Data section

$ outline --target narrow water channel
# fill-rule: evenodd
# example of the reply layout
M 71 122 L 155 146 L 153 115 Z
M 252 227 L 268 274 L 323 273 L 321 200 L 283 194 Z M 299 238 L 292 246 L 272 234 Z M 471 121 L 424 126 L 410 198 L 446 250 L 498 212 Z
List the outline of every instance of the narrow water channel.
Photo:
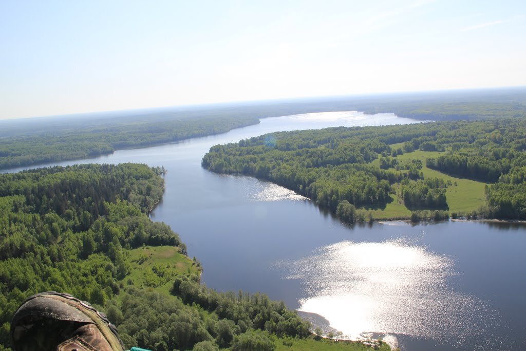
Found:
--
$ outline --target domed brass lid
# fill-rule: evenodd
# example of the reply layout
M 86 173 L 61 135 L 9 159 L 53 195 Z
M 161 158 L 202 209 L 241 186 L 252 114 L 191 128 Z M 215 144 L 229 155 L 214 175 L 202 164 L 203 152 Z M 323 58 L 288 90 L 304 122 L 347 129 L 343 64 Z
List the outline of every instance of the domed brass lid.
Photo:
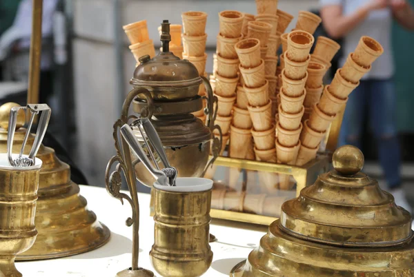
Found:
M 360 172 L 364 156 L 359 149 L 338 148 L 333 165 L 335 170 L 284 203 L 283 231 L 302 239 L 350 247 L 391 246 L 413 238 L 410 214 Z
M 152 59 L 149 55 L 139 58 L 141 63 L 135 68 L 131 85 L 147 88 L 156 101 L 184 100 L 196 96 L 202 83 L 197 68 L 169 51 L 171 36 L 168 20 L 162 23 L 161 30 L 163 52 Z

What the exercise asks
Report every line in the entries above that contains the word "narrow", treating case as significant.

Task result
$ outline --target narrow water channel
List the outline of every instance of the narrow water channel.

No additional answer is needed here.